Exercise directions: Word for word, please restate each record and pass over the pictures.

Records supplied:

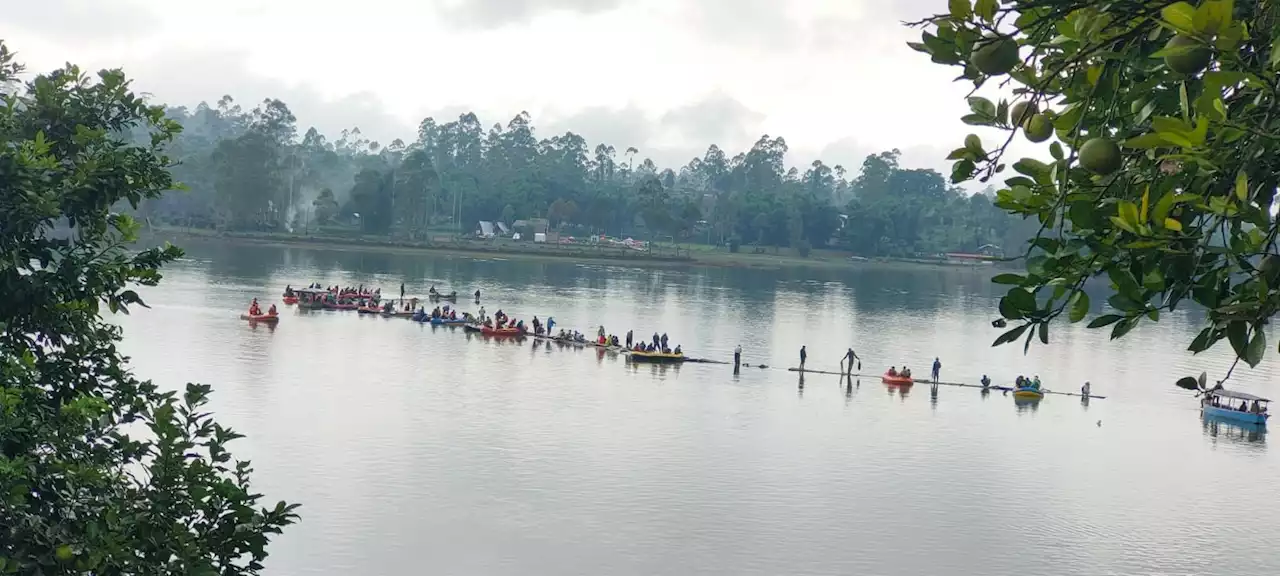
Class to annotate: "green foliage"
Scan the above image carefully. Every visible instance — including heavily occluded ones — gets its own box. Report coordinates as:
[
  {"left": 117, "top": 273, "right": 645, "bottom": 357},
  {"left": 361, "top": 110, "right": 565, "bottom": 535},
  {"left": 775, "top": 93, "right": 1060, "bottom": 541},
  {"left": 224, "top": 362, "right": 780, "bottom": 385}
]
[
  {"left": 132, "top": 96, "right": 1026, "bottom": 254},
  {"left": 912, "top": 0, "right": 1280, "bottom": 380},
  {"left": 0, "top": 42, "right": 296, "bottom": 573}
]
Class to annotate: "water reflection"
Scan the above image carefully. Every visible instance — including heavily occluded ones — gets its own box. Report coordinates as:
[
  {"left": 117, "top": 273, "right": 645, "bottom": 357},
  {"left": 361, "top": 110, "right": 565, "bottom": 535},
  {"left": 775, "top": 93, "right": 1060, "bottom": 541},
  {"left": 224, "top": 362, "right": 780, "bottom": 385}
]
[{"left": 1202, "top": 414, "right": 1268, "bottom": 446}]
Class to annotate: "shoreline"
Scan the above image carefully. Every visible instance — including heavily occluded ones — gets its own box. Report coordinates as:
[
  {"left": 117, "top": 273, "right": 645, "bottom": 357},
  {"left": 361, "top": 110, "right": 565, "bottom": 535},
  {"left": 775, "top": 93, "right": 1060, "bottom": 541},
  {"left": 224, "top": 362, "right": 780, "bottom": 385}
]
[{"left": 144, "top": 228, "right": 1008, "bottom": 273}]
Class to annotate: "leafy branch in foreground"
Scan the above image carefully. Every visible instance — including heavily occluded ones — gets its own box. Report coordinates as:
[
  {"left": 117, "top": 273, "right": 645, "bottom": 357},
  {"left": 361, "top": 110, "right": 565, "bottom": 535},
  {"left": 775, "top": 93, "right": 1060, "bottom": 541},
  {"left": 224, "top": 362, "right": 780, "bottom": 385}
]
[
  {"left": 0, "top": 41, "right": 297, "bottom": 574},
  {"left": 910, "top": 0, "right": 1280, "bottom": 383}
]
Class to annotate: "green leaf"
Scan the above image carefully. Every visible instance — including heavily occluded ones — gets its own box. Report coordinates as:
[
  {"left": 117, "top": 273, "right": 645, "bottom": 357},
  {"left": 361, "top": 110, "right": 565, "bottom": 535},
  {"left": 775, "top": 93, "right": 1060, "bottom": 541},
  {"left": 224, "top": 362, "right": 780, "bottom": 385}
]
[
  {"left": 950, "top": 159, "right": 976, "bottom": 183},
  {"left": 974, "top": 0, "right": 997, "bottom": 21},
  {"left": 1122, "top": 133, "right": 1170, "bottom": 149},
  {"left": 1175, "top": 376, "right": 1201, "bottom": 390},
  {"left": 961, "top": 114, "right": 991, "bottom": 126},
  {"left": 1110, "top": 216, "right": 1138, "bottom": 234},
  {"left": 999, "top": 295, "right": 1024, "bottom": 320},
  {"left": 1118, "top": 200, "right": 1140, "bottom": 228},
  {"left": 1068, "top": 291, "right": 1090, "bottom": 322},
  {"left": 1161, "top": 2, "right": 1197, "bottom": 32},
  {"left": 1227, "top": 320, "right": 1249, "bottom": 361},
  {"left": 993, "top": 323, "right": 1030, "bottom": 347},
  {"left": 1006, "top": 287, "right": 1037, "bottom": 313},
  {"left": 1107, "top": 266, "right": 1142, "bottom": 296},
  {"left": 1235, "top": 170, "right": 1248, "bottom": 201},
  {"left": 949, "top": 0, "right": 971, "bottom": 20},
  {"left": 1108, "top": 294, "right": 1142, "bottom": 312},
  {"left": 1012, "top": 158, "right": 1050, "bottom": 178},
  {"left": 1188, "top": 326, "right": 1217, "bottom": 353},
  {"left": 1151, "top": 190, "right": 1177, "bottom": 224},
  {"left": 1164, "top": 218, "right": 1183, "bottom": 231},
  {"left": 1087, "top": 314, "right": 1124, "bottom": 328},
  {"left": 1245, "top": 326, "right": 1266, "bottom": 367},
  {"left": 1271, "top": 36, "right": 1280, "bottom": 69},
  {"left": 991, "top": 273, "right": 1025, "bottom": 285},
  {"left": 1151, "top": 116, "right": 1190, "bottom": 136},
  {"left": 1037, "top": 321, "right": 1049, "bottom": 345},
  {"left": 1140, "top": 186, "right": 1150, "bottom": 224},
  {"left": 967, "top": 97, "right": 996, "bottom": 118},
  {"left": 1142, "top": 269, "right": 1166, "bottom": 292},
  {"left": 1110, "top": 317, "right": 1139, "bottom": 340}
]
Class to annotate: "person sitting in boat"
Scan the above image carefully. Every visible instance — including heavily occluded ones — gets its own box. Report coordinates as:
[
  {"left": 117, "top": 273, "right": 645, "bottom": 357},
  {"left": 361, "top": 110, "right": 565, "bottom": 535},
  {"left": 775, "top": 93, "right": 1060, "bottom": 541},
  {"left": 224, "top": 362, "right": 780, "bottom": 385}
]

Answer for the task:
Class to annotate: "green foliage"
Scan the above image carefully. Every visible instance — including heavily occluded ones — gets its own box. Report coordinates as:
[
  {"left": 117, "top": 273, "right": 645, "bottom": 357},
  {"left": 361, "top": 110, "right": 565, "bottom": 535},
  {"left": 775, "top": 93, "right": 1060, "bottom": 541},
  {"left": 224, "top": 362, "right": 780, "bottom": 385}
]
[
  {"left": 132, "top": 96, "right": 1026, "bottom": 254},
  {"left": 912, "top": 0, "right": 1280, "bottom": 380},
  {"left": 0, "top": 42, "right": 296, "bottom": 573}
]
Class to annotate: "water reflection"
Scan the above image carefully. Every visible instance — including heavily occluded ones — gets its own box. Report coordinates as:
[
  {"left": 117, "top": 273, "right": 645, "bottom": 357},
  {"left": 361, "top": 110, "right": 565, "bottom": 535},
  {"left": 775, "top": 93, "right": 1060, "bottom": 541},
  {"left": 224, "top": 362, "right": 780, "bottom": 385}
]
[{"left": 1202, "top": 414, "right": 1268, "bottom": 446}]
Class to annotate: "shoreline"
Scan the above image carefully. Every visible instance — including heavily occluded ones — gets its own box. Report coordinates as:
[
  {"left": 117, "top": 273, "right": 645, "bottom": 357},
  {"left": 361, "top": 110, "right": 565, "bottom": 535},
  {"left": 775, "top": 93, "right": 1060, "bottom": 541},
  {"left": 224, "top": 362, "right": 780, "bottom": 385}
]
[{"left": 144, "top": 228, "right": 1008, "bottom": 273}]
Class to annotate: "leafy branch in foreground"
Scan the above image carefully. Every visible instance — including heavily occluded ones — gets its own box. Report coordinates as:
[
  {"left": 117, "top": 273, "right": 645, "bottom": 357},
  {"left": 361, "top": 110, "right": 565, "bottom": 535},
  {"left": 775, "top": 93, "right": 1060, "bottom": 541},
  {"left": 224, "top": 362, "right": 780, "bottom": 385}
]
[
  {"left": 0, "top": 41, "right": 297, "bottom": 574},
  {"left": 910, "top": 0, "right": 1280, "bottom": 383}
]
Class to annotate: "green leaf"
Scan the above image carefully. Every visible instance — including heavily occluded ones — gets its own box. Report coordinates as:
[
  {"left": 117, "top": 273, "right": 645, "bottom": 357},
  {"left": 361, "top": 110, "right": 565, "bottom": 535},
  {"left": 775, "top": 93, "right": 1060, "bottom": 541},
  {"left": 224, "top": 362, "right": 780, "bottom": 385}
]
[
  {"left": 950, "top": 159, "right": 976, "bottom": 183},
  {"left": 974, "top": 0, "right": 997, "bottom": 21},
  {"left": 1122, "top": 133, "right": 1170, "bottom": 149},
  {"left": 1175, "top": 376, "right": 1201, "bottom": 390},
  {"left": 961, "top": 114, "right": 991, "bottom": 126},
  {"left": 1110, "top": 216, "right": 1138, "bottom": 234},
  {"left": 999, "top": 295, "right": 1024, "bottom": 320},
  {"left": 1118, "top": 200, "right": 1140, "bottom": 228},
  {"left": 1068, "top": 291, "right": 1090, "bottom": 322},
  {"left": 1161, "top": 2, "right": 1197, "bottom": 32},
  {"left": 1227, "top": 320, "right": 1249, "bottom": 361},
  {"left": 993, "top": 323, "right": 1030, "bottom": 347},
  {"left": 1006, "top": 287, "right": 1037, "bottom": 313},
  {"left": 1107, "top": 266, "right": 1142, "bottom": 296},
  {"left": 1235, "top": 170, "right": 1248, "bottom": 201},
  {"left": 949, "top": 0, "right": 971, "bottom": 20},
  {"left": 1108, "top": 294, "right": 1142, "bottom": 312},
  {"left": 1012, "top": 158, "right": 1050, "bottom": 178},
  {"left": 1188, "top": 326, "right": 1217, "bottom": 353},
  {"left": 1151, "top": 190, "right": 1177, "bottom": 224},
  {"left": 1164, "top": 218, "right": 1183, "bottom": 231},
  {"left": 1087, "top": 314, "right": 1124, "bottom": 328},
  {"left": 1245, "top": 326, "right": 1266, "bottom": 367},
  {"left": 1271, "top": 36, "right": 1280, "bottom": 69},
  {"left": 991, "top": 273, "right": 1025, "bottom": 285},
  {"left": 1151, "top": 116, "right": 1190, "bottom": 136},
  {"left": 1037, "top": 321, "right": 1049, "bottom": 345},
  {"left": 1140, "top": 186, "right": 1150, "bottom": 224},
  {"left": 967, "top": 97, "right": 996, "bottom": 118},
  {"left": 1142, "top": 269, "right": 1166, "bottom": 292},
  {"left": 1110, "top": 317, "right": 1139, "bottom": 340}
]
Class to annotate: "person sitting in boat"
Scan the above image carefully. Every visible instance — including heavily occluded ones — gets its own box. Report coordinates as:
[
  {"left": 117, "top": 273, "right": 645, "bottom": 357},
  {"left": 361, "top": 110, "right": 565, "bottom": 535},
  {"left": 775, "top": 93, "right": 1060, "bottom": 541},
  {"left": 224, "top": 362, "right": 780, "bottom": 385}
]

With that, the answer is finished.